▸ **EXERCISE OBJECTIVE**: Only the lines from the one with "The service MUST return one point per instance of the black" through the last line of the records below belong in your answer, reproduced exactly and with the pictures left out.
____________________
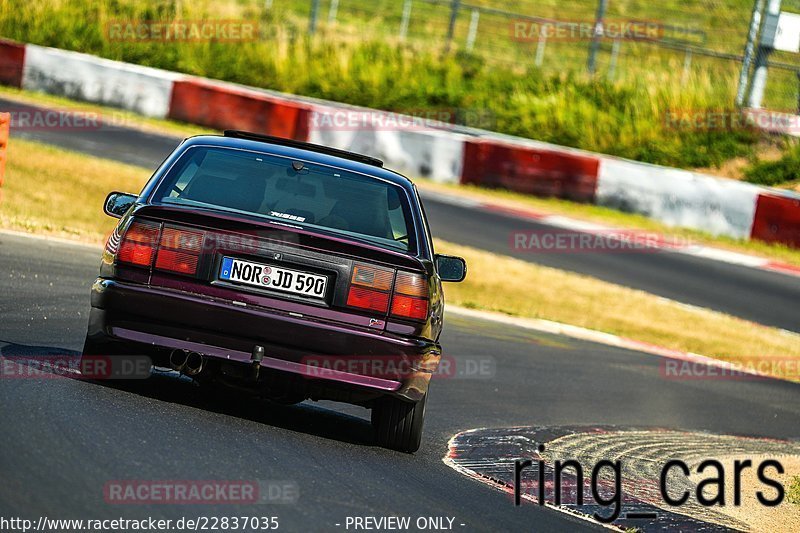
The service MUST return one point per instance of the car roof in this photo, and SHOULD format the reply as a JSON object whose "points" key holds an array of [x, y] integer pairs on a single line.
{"points": [[303, 154]]}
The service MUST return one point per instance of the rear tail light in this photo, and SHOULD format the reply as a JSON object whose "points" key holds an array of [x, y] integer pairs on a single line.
{"points": [[410, 296], [179, 250], [370, 287], [176, 250], [139, 244]]}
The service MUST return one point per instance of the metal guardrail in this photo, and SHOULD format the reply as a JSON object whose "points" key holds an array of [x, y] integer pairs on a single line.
{"points": [[5, 129]]}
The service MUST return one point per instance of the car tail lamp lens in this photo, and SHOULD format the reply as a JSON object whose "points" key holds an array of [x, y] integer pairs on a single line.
{"points": [[376, 278], [410, 296], [370, 287], [139, 244], [179, 250]]}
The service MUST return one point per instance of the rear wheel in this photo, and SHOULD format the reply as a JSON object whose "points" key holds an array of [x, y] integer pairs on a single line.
{"points": [[398, 423]]}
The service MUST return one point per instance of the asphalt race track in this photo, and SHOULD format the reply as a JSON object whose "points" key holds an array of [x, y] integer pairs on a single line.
{"points": [[63, 439], [765, 297]]}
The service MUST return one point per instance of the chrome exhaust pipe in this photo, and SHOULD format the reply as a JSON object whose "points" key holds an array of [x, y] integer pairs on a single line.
{"points": [[177, 359], [194, 364]]}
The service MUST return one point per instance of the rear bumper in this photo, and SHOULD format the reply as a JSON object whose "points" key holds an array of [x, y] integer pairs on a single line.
{"points": [[157, 317]]}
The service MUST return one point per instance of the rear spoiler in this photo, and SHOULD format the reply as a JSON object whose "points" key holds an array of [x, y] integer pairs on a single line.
{"points": [[344, 154]]}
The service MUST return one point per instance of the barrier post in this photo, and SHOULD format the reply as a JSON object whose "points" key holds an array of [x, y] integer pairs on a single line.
{"points": [[5, 128]]}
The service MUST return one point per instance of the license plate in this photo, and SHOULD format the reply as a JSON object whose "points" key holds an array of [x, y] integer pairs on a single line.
{"points": [[273, 277]]}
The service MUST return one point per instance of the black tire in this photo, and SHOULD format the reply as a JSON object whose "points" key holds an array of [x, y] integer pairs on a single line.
{"points": [[398, 423]]}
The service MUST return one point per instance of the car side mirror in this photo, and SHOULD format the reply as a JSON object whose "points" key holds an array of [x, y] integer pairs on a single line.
{"points": [[118, 203], [451, 268]]}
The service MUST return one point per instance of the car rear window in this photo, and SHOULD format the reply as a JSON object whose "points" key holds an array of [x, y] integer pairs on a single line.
{"points": [[295, 192]]}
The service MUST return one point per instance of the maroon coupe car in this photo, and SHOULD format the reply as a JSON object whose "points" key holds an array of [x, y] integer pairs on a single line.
{"points": [[293, 270]]}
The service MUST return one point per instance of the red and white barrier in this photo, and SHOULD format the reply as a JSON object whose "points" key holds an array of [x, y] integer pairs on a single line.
{"points": [[531, 170], [675, 197], [12, 61], [678, 197], [92, 79], [227, 106], [407, 146], [777, 218]]}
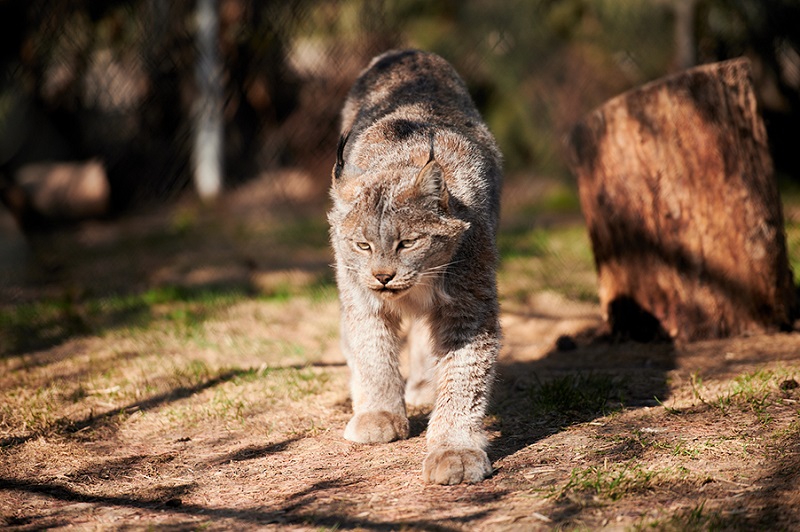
____________________
▸ **RESPONSE TO THIS EXERCISE**:
The service MUST return one point per instance of the black tire in this photo, and SHOULD format the reply as a JSON object whose "points" key holds an array of [x, y] integer pairs on a single line.
{"points": [[398, 423]]}
The service MUST return one point per instance of the car side mirror in this photo, and SHOULD format the reply as a JSON object whose "points" key holds an array of [x, y] integer pairs on a single line.
{"points": [[118, 203], [451, 268]]}
The service MUST return one point per instance of the car rear window in this photo, and SHOULD format the reply as a JSON object whose "points" key holds an array of [x, y] integer pairs on a single line.
{"points": [[295, 192]]}
The service MUST return one point per instance of the maroon coupe car in this photo, and SHOULD format the reply as a JSON object whose "points" key holds an array of [x, y] integer pairs on a single line.
{"points": [[293, 270]]}
The service MUST return one point per instance of the red and white barrier in this photo, and SHOULD format the reply as a JSON object whose "points" key holds an array of [x, y] integer pairs on a single line.
{"points": [[531, 170], [675, 197], [12, 61], [678, 197], [92, 79], [227, 106], [407, 146], [777, 218]]}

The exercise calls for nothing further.